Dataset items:
================================
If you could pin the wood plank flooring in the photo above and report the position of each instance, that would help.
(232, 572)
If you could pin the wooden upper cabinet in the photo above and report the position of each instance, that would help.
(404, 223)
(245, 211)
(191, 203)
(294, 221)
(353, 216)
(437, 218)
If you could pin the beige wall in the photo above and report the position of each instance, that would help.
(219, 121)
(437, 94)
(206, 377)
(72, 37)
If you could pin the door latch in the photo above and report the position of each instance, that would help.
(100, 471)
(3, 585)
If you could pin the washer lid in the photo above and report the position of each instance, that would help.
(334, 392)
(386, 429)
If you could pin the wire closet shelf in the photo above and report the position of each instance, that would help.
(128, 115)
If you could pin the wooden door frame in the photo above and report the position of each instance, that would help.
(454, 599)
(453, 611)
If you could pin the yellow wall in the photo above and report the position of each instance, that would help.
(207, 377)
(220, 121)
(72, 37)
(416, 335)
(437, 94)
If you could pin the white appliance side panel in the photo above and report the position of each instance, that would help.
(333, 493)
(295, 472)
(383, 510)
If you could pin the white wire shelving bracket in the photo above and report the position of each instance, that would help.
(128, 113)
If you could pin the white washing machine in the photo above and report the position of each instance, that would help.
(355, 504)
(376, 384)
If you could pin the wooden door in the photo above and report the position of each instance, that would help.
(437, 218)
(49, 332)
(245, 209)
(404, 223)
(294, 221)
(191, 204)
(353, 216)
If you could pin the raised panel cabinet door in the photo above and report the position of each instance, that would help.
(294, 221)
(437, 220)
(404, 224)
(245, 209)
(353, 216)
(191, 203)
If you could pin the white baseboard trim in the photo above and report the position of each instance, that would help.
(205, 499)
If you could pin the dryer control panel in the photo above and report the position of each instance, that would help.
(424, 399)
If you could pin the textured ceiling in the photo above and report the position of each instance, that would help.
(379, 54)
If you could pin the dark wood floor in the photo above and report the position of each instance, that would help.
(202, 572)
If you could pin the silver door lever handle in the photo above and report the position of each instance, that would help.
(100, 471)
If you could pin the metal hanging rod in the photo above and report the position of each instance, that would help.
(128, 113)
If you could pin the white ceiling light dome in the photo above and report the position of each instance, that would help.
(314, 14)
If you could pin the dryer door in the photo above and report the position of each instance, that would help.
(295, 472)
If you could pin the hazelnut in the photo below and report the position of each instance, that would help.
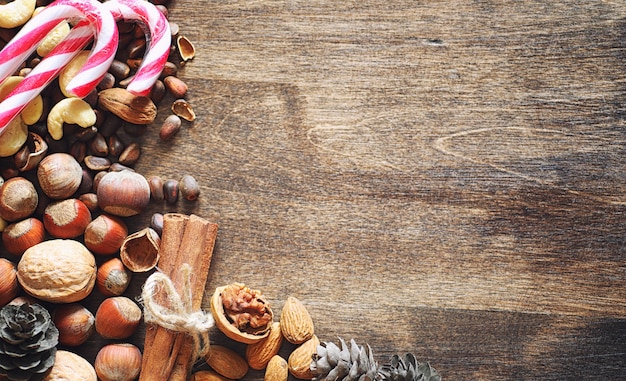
(70, 366)
(67, 218)
(74, 322)
(112, 278)
(9, 286)
(140, 251)
(117, 317)
(59, 175)
(105, 234)
(189, 188)
(18, 199)
(57, 271)
(19, 236)
(118, 362)
(124, 193)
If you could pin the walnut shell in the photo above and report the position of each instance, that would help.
(69, 366)
(57, 271)
(224, 324)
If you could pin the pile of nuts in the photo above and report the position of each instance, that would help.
(67, 184)
(245, 316)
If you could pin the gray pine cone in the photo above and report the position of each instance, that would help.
(352, 363)
(28, 340)
(407, 369)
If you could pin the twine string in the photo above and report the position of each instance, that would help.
(176, 313)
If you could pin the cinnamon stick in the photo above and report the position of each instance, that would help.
(190, 239)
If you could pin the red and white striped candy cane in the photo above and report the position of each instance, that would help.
(94, 20)
(158, 36)
(42, 74)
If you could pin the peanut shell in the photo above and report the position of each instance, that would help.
(131, 108)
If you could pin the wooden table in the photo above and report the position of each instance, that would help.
(445, 178)
(439, 177)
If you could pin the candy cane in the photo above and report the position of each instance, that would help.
(95, 20)
(158, 36)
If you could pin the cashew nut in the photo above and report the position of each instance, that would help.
(13, 137)
(16, 13)
(72, 111)
(51, 40)
(33, 111)
(71, 69)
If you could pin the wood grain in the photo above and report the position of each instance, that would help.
(439, 177)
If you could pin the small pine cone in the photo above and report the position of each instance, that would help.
(353, 363)
(28, 340)
(407, 369)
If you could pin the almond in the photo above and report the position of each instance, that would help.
(132, 108)
(300, 359)
(226, 362)
(260, 353)
(295, 321)
(277, 369)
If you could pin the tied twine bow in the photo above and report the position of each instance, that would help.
(177, 314)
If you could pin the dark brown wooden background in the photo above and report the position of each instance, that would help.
(439, 177)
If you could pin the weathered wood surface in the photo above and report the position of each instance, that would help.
(439, 177)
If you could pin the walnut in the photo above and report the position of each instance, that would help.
(70, 366)
(245, 308)
(57, 271)
(241, 313)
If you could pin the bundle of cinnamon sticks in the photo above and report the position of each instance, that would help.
(169, 355)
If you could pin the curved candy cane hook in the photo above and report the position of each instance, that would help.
(94, 20)
(158, 37)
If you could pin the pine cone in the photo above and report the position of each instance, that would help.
(28, 340)
(407, 369)
(348, 364)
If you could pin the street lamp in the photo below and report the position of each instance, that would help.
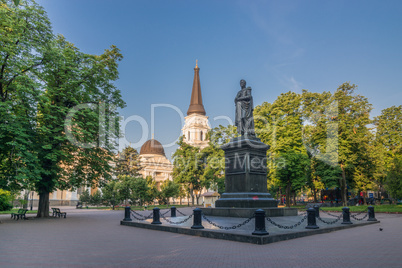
(32, 199)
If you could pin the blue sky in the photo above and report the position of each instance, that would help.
(276, 46)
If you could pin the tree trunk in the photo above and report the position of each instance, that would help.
(343, 187)
(43, 208)
(288, 195)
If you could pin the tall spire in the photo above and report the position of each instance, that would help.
(196, 106)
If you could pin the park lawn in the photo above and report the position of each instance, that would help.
(377, 208)
(15, 210)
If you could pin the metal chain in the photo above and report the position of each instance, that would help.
(180, 222)
(330, 222)
(135, 217)
(138, 214)
(287, 227)
(165, 212)
(333, 215)
(226, 227)
(361, 212)
(358, 219)
(180, 212)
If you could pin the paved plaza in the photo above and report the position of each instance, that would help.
(94, 238)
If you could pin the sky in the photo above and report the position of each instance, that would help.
(276, 46)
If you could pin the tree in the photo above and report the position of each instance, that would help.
(393, 182)
(85, 197)
(96, 198)
(291, 173)
(188, 167)
(25, 37)
(320, 139)
(47, 140)
(339, 138)
(111, 193)
(388, 148)
(353, 135)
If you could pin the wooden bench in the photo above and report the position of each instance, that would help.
(58, 213)
(21, 213)
(14, 215)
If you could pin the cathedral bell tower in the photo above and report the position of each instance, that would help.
(196, 124)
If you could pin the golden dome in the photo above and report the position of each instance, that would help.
(152, 146)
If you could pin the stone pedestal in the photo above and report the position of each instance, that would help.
(246, 175)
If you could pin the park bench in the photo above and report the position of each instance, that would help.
(58, 213)
(13, 215)
(21, 213)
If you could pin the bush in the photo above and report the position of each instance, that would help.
(6, 199)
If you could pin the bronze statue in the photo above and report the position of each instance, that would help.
(244, 120)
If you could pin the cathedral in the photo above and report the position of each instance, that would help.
(152, 156)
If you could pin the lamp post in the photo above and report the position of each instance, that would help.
(32, 199)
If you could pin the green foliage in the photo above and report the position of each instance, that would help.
(388, 148)
(280, 125)
(393, 182)
(6, 199)
(111, 193)
(44, 141)
(85, 197)
(188, 167)
(96, 198)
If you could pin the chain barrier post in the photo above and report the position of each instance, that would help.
(311, 222)
(371, 214)
(317, 211)
(197, 223)
(127, 215)
(156, 216)
(259, 215)
(346, 216)
(173, 212)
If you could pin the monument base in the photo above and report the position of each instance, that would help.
(248, 212)
(246, 200)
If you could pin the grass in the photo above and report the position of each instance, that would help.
(15, 210)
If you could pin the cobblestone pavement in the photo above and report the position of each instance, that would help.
(92, 238)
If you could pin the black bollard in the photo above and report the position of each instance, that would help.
(346, 216)
(156, 216)
(311, 223)
(197, 223)
(127, 215)
(317, 211)
(259, 215)
(173, 212)
(371, 214)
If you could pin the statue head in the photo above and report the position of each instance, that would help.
(242, 83)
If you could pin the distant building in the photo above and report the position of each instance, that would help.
(153, 160)
(154, 163)
(196, 124)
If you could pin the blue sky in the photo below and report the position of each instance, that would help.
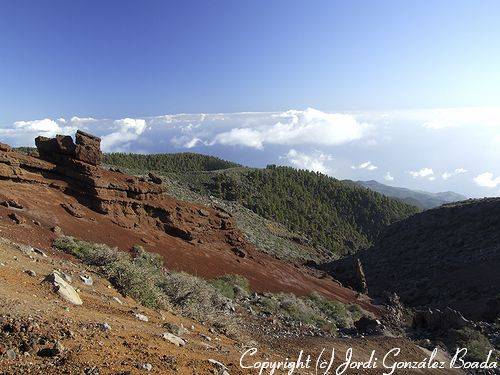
================================
ASSIGNMENT: Return all the records above exactly, pictures omitted.

ANSWER FOR THIS EXERCISE:
If you could pin the wood plank flooring in the photo above and report the position of each instance, that would help.
(232, 572)
If you could pin the wooden upper cabinet in the photo above and report the position of each instance, that would help.
(404, 223)
(245, 211)
(191, 203)
(294, 221)
(353, 216)
(437, 218)
If you could pin the beige wall in the photo above and report the position of each instance, that would help.
(219, 121)
(437, 94)
(206, 377)
(72, 37)
If you could pin the door latch in the photo above and report the position of each instance, that would help.
(100, 471)
(3, 585)
If you could pin the washer lid in the photo above and report the position of each instance, that would help.
(334, 392)
(386, 429)
If you could pin the wire closet shelf in the photo above and report the position of each instance, that would help.
(128, 115)
If you could pin the wooden door frame in the photo above and report the position of each instance, that would help.
(454, 599)
(453, 611)
If you could pin the yellow wall in the photo above and report the position of each instance, that would help.
(207, 377)
(220, 121)
(72, 37)
(416, 335)
(437, 94)
If you could pin the white appliance side panel in the photo above and report the position of each instance, that would help.
(333, 493)
(295, 472)
(383, 510)
If you could pin the white wire shelving bracket in the photo above and report the position of each instance, that would help.
(128, 113)
If you could pin the white washing machine in the photo above and report the position of each instance, that would help.
(355, 504)
(376, 384)
If you could pin the wooden door in the photo above and report the position of each instance, that would help.
(437, 218)
(49, 332)
(245, 209)
(404, 223)
(294, 221)
(191, 204)
(353, 216)
If you could pin the raised panel cabinet door in the photo above and report the position of each instance, that would help.
(294, 221)
(437, 220)
(404, 224)
(245, 209)
(353, 216)
(191, 203)
If you could pin the white baseboard trim in the photo above and report the position of each instance, that would help.
(205, 499)
If you could pin the dryer control panel in the photo above and report the position of each instance, that would help.
(424, 399)
If you could pin the textured ceiling in the photo above and report the position of each instance, that would help.
(379, 54)
If you could pin the dark wood floor in the photo above and report the position of each instance, that would help.
(202, 572)
If you could pin the silver door lever handle in the photo above and report the position of each instance, that would help.
(100, 471)
If you could pin the metal hanging rod in the photo above and report the position of each instance, that would help.
(128, 113)
If you could pin the white ceiling light dome in the photo above and report the position of each instance, that would help.
(314, 14)
If you could pin the dryer door in the photo above and report the position of each instance, that would help.
(295, 472)
If you could pin the hazelnut in the photo below and report the position of each instance, that would help.
(70, 366)
(67, 218)
(74, 322)
(112, 278)
(9, 286)
(140, 251)
(117, 317)
(59, 175)
(105, 234)
(189, 188)
(18, 199)
(57, 271)
(19, 236)
(118, 362)
(124, 193)
If you could pin the walnut shell in the photo above and report the position of each instance, that would help.
(69, 366)
(57, 271)
(224, 324)
If you could pin the pile of nuts in the photo above and report the position of each instance, that would help.
(67, 184)
(245, 316)
If you could pin the gray pine cone in the photo above and report the position of each instance, that would help.
(352, 363)
(28, 340)
(407, 369)
If you could pin the twine string in the photo above and report the position of each instance, that would help.
(176, 313)
If you could pin the cinnamon stick in the photo above and report the position of each instance, that would help.
(190, 239)
If you could pin the red and white striped candy cane in the photo above and report the position of each instance, that would help.
(94, 20)
(158, 36)
(42, 74)
If you could pin the peanut shell in the photo above and report the position of each instance, that would help.
(131, 108)
If you could pin the wooden table in the photo above and report the position of each instance, that would help.
(445, 178)
(439, 177)
If you could pin the candy cane in the photo above and report the position of each instance, that would help.
(95, 20)
(158, 36)
If you could pin the cashew nut in the photo above and report the position of each instance, that would help.
(13, 137)
(16, 13)
(72, 111)
(51, 40)
(33, 111)
(71, 69)
If you could pin the wood grain in the photo above and report the position of each instance, that would help.
(439, 177)
If you could pin the small pine cone in the photo above and report the position of each instance, that would help.
(353, 363)
(28, 340)
(407, 369)
If you could pin the almond in the photo above and report the position of each instance, that would help.
(132, 108)
(300, 359)
(226, 362)
(260, 353)
(295, 321)
(277, 369)
If you could pin the tied twine bow in the photo above and report the position of each instance, that would help.
(177, 314)
If you could pin the dark brown wooden background in the photo above and report the position of each instance, that would help.
(439, 177)
If you could pin the weathered wood surface in the photo above and report the position of each instance, that would help.
(439, 177)
If you could pin the walnut in the photo above and report the position of each instance, that would help.
(70, 366)
(245, 308)
(57, 271)
(241, 313)
If you could pin the bundle of cinnamon sticks in the photo above and report the position of each instance, that would help.
(169, 355)
If you could pin the curved candy cane hook in the photo above and report the position of each instance, that would help.
(94, 20)
(158, 37)
If you could pin the pine cone in the photo above and report the position of each instance, that would help.
(28, 340)
(407, 369)
(348, 364)
If you could pin the street lamp in the photo below and report the position of each instance, that would help.
(32, 199)
If you could pin the blue sky in the photo above and report the position of each instance, that would help.
(276, 46)
If you could pin the tree trunk in the photo above and report the position of each instance, that would help.
(343, 187)
(43, 208)
(288, 195)
If you could pin the tall spire in the photo above and report the position of each instance, that would help.
(196, 106)
If you could pin the park lawn in the photo above and report the position of each instance, that would help.
(377, 208)
(15, 210)
If you could pin the metal chain in the photo above and report the position of each instance, that would help.
(180, 222)
(330, 222)
(135, 217)
(138, 214)
(287, 227)
(165, 212)
(333, 215)
(226, 227)
(361, 212)
(358, 219)
(180, 212)
If you could pin the paved plaza in the photo above and report the position of each instance, that would help.
(94, 238)
If you could pin the sky in the photo above and report the position of each instance, that would help.
(276, 46)
If you could pin the tree in the photo above and report the position of each instance, that would help.
(393, 182)
(85, 197)
(96, 198)
(291, 173)
(188, 167)
(25, 37)
(320, 139)
(47, 140)
(339, 138)
(111, 193)
(388, 148)
(353, 135)
If you could pin the wooden bench in the photo above and report the position of each instance, that would help.
(58, 213)
(21, 213)
(14, 215)
If you could pin the cathedral bell tower in the photo above and report the position of each instance, that would help.
(196, 124)
If you could pin the golden dome in the photo above and report the position of each instance, that would help.
(152, 146)
If you could pin the stone pedestal in the photo above and report the position of each instance, that would help.
(246, 175)
If you could pin the park bench in the photo above and report the position of each instance, that would help.
(58, 213)
(13, 215)
(21, 213)
If you could pin the bush in the photo above and report the position of each instance, that would help.
(6, 199)
If you could pin the bronze statue in the photo above and report the position of each instance, that would help.
(244, 120)
If you could pin the cathedral in the photo above and report the position of each instance, that would help.
(152, 156)
If you could pin the lamp post in the photo above and report the position of each instance, that would help.
(32, 199)
If you could pin the green foliage in the photo above and report the position of each instance, that would help.
(388, 148)
(280, 125)
(393, 182)
(6, 199)
(111, 193)
(44, 141)
(85, 197)
(188, 167)
(96, 198)
If you could pin the chain barrier post in the photo above and report the position of each instance, that would help.
(311, 222)
(371, 214)
(317, 211)
(197, 223)
(127, 215)
(156, 216)
(259, 215)
(346, 216)
(173, 212)
If you could pin the monument base in the photo above and report the position of each instance, that would help.
(248, 212)
(246, 200)
If you could pin the grass in the photo above and report the position of each instance, that would help.
(15, 210)
If you could pin the cobblestone pavement in the photo above and report the position of each instance, that would help.
(92, 238)
If you could pin the black bollard in the photo above and report the position of each instance, that would help.
(346, 216)
(156, 216)
(311, 223)
(197, 223)
(127, 215)
(317, 211)
(259, 215)
(173, 212)
(371, 214)
If you could pin the statue head in the photo above and report the position of each instance, that would help.
(242, 83)
If you could pin the distant building in the photo above and report the position of each instance, that would help.
(153, 160)
(154, 163)
(196, 124)
If you could pin the blue sky in the photo below and report the position of each instance, that would help.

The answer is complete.